## Start Records for processing

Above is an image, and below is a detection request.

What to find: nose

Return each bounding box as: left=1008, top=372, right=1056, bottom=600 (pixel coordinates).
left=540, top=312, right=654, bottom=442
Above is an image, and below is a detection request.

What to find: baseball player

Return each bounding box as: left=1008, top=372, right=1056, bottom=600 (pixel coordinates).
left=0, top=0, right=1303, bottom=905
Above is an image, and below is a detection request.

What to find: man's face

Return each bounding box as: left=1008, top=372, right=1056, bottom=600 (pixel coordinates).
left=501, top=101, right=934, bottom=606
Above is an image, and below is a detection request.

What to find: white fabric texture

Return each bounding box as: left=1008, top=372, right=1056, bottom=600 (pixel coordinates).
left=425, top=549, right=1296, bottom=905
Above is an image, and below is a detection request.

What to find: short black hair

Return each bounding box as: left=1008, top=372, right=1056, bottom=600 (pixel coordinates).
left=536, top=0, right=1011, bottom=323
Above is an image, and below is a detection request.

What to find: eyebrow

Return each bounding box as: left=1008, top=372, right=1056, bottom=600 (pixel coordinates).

## End Records for processing

Set task: From the rows above, copy every line that contains the string "find", matching case exactly.

Output:
What to find: nose
What to find: baseball player
What to find: man's face
What to find: white fabric texture
What to find: short black hair
What to find: eyebrow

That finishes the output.